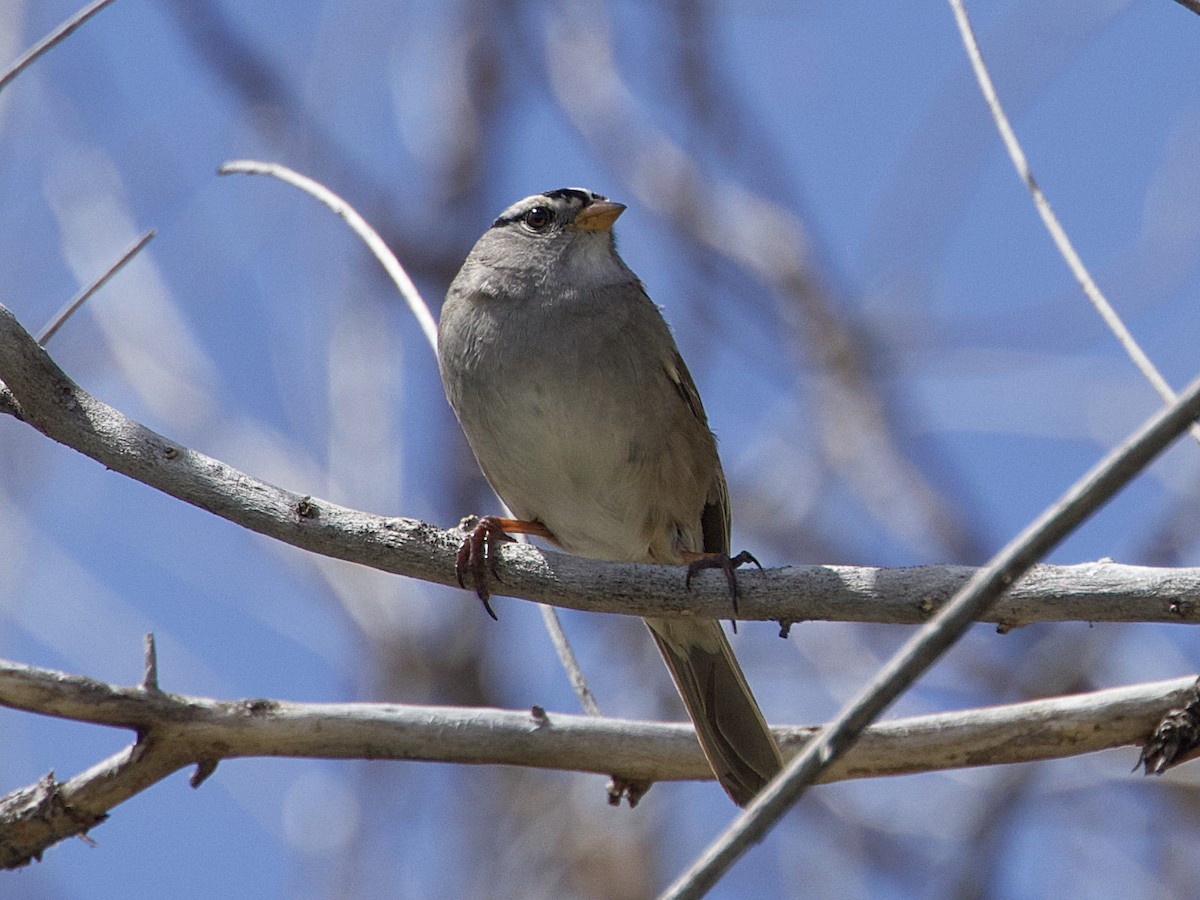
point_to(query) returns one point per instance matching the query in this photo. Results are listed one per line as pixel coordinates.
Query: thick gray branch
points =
(178, 731)
(55, 406)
____________________
TASK INSTRUCTIONS: Copy every item above line for line, omitting the pictures.

RESULT OF THE EXERCISE:
point_to(query) returns one point per instance matching the query in this photo. Results are listed one per line as pixel coordinates.
Query: thick gray branch
points =
(178, 731)
(55, 406)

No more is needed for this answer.